● **Excerpt**
-- BEGIN --
The only place I can spot where the spec permits the use of any character that's not in this set is in the host, where IPv6 addresses are enclosed in [ and ] characters. Everywhere else in the URL, either URL units are allowed or some even more restrictive set of characters.

What characters were allowed under the old RFCs?

For the sake of history, and since it's not explored fully elsewhere in the answers here, let's examine was allowed under the older pair of specs.

First of all, we have two types of RFC 3986 reserved characters:

  • :/?#[]@, which are part of the generic syntax for a URI defined in RFC 3986
  • !$&'()*+,;=, which aren't part of the RFC's generic syntax, but are reserved for use as syntactic components of particular URI schemes. For instance, semicolons and commas are used as part of the syntax of data URIs, and & and = are used as part of the ubiquitous ?foo=bar&qux=baz format in query strings (which isn't specified by RFC 3986).

Any of the reserved characters above can be legally used in a URI without encoding, either to serve their syntactic purpose or just as literal characters in data in some places where such use could not be misinterpreted as the character serving its syntactic purpose. (For example, although / has syntactic meaning in a URL, you can use it unencoded in a query string, because it doesn't have meaning in a query string.)

RFC 3986 also specifies some unreserved characters, which can always be used simply to represent data without any encoding:

  • abcdefghijklmnopqrstuvwxyzABCDEFGHIJKLMNOPQRSTUVWXYZ0123456789-._~

Finally, the % character itself is allowed for percent-encodings.

That leaves only the following ASCII characters that are forbidden from appearing in a URL:

  • The control characters (chars 0-1F and 7F), including new line, tab, and carriage return.
  • "<>\^`{|}

Every other character from ASCII can legally feature in a URL.

Then RFC 3987 extends that set of unreserved characters with the following unicode character ranges:

  %xA0-D7FF / %xF900-FDCF / %xFDF0-FFEF
/ %x10000-1FFFD / %x20000-2FFFD / %x30000-3FFFD
/ %x40000-4FFFD / %x50000-5FFFD / %x60000-6FFFD
/ %x70000-7FFFD / %x80000-8FFFD / %x90000-9FFFD
/ %xA0000-AFFFD / %xB0000-BFFFD / %xC0000-CFFFD
/ %xD0000-DFFFD / %xE1000-EFFFD

These block choices from the old spec seem bizarre and arbitrary given the latest Unicode block definitions; this is probably because the blocks have been added to in the decade since RFC 3987 was written.
-- END --
● **Data**
-- BEGIN --
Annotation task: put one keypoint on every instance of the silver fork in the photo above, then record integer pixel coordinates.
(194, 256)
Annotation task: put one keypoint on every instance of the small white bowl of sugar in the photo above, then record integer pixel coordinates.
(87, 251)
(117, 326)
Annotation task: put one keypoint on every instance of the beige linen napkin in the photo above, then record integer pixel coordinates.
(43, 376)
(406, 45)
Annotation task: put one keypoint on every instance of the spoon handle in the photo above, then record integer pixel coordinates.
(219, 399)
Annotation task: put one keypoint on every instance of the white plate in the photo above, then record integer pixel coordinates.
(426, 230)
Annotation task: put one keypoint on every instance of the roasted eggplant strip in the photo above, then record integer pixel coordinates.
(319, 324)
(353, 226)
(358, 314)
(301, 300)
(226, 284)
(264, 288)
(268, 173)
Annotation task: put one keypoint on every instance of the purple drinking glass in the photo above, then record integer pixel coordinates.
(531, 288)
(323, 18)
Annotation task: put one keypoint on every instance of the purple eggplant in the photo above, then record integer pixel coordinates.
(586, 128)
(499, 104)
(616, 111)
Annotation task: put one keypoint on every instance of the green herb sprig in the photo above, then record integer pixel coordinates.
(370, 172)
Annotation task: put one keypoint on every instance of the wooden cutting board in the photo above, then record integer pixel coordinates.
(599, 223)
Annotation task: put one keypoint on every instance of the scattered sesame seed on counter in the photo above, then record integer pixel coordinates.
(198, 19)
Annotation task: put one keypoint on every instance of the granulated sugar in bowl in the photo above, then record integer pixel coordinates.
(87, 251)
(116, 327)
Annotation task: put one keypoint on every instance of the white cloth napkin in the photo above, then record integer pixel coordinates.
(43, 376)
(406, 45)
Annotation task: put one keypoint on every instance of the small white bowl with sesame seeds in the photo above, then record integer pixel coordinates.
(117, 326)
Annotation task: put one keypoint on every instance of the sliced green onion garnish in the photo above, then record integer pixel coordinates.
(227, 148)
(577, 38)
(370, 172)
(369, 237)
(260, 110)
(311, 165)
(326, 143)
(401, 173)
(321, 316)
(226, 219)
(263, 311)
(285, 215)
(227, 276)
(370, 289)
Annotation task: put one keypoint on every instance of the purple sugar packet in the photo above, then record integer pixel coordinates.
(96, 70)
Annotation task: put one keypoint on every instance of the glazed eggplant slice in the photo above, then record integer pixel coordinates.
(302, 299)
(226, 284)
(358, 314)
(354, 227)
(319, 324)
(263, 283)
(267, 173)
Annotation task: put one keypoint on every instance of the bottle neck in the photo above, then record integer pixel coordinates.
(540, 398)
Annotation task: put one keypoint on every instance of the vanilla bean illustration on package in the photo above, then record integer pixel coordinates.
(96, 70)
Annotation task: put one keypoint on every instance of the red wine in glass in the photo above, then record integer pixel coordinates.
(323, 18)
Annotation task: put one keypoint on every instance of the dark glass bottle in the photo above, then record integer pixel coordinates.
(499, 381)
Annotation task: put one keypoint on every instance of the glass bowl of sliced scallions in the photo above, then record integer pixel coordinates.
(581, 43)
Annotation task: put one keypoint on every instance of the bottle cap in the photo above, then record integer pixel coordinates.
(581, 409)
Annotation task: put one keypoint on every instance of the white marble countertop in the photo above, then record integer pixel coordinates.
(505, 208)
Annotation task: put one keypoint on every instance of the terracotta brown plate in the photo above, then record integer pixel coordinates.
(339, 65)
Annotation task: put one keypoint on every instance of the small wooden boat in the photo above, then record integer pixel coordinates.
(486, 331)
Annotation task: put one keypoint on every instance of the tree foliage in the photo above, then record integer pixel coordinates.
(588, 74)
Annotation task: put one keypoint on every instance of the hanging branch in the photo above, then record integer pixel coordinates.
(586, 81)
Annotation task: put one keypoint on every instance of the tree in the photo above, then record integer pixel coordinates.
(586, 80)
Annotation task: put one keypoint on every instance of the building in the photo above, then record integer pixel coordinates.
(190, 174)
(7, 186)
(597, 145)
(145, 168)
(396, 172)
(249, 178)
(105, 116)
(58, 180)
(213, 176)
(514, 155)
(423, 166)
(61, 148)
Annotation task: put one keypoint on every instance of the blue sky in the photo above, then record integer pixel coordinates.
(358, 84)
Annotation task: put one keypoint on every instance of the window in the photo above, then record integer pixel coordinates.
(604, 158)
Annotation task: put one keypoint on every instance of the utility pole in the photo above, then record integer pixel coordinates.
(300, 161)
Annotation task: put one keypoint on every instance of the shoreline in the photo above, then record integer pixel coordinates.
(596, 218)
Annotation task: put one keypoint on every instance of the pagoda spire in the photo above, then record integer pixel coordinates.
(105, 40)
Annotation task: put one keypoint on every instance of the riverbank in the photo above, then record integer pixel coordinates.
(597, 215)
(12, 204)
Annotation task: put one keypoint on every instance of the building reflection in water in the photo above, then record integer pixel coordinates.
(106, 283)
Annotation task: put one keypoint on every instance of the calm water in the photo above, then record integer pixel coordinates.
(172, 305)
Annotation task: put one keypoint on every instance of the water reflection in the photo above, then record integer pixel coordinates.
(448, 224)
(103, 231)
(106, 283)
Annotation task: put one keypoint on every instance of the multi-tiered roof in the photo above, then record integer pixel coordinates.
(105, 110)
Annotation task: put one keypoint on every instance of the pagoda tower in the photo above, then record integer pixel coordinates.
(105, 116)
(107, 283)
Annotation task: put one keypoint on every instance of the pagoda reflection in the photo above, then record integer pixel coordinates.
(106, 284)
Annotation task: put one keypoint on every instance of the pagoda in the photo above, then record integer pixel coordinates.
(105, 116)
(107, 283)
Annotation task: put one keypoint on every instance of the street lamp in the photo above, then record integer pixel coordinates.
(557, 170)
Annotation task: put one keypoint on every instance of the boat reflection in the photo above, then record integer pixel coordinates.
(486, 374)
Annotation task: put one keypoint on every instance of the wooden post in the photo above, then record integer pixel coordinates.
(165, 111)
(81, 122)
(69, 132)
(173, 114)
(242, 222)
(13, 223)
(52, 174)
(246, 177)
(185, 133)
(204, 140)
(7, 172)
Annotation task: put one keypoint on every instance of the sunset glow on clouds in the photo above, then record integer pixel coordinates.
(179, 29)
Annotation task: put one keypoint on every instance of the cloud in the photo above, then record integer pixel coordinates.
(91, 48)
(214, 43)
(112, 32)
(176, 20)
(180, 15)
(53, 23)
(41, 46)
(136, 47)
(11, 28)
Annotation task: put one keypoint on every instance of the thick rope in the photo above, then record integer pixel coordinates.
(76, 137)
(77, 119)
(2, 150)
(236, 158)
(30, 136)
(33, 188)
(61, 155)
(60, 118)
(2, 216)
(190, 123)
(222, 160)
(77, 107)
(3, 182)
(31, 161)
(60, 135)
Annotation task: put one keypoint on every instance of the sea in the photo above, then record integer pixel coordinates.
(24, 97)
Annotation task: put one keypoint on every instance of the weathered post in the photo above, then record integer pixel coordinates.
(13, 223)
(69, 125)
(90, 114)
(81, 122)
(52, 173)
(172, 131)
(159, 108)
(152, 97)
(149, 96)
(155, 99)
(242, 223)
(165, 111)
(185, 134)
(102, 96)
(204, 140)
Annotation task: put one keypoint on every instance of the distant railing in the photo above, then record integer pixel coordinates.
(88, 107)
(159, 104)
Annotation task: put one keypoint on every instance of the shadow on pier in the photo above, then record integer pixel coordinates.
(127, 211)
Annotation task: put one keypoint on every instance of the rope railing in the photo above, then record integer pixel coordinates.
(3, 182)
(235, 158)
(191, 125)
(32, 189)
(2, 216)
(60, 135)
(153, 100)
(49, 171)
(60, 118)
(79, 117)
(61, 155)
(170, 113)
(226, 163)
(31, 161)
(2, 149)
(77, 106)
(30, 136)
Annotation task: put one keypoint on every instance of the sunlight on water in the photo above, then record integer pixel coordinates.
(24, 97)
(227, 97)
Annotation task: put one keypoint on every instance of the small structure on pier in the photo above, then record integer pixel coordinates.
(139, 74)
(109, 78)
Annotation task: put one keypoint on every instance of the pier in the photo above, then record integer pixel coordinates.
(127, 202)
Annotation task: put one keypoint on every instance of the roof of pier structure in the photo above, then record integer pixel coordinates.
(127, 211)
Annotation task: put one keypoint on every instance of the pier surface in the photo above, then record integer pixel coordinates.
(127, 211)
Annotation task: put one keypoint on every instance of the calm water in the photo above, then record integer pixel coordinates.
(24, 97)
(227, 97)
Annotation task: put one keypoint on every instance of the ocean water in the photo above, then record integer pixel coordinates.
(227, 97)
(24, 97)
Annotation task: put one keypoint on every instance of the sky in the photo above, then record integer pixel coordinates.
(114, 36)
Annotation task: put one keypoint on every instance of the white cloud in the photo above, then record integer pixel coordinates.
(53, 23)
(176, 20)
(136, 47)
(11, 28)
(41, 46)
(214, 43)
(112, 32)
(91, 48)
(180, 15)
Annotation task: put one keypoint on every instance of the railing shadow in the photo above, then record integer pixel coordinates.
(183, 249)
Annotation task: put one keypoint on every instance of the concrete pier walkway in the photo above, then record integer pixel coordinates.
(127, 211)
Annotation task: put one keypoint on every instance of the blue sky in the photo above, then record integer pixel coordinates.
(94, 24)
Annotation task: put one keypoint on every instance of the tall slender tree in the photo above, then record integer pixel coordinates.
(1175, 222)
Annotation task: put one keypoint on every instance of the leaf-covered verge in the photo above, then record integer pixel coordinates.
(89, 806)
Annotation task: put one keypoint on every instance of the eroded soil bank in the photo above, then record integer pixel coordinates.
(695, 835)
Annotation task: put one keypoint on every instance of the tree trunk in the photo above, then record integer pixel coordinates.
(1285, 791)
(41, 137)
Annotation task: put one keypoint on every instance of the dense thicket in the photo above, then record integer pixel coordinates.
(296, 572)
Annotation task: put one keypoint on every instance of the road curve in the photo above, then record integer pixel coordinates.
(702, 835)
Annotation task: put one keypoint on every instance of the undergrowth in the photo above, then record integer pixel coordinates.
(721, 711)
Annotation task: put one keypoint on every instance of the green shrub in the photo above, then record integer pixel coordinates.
-- END --
● **Task details**
Continue the excerpt on which characters URLs may contain, picking up after its final sentence. The lines aren't needed for anything here.

● **Solved problem**
Finally, it's perhaps worth noting that simply knowing which characters can legally appear in a URL isn't sufficient to recognise whether some given string is a legal URL or not, since some characters are only legal in particular parts of the URL. For example, the reserved characters [ and ] are legal as part of an IPv6 literal host in a URL like http://[1080::8:800:200C:417A]/foo but aren't legal in any other context, so the OP's example of http://example.com/file[/].html is illegal.

@JasonM1 2012-11-21 18:50:11

To add some clarification and directly address the question above, there are several classes of characters that cause problems for URLs and URIs.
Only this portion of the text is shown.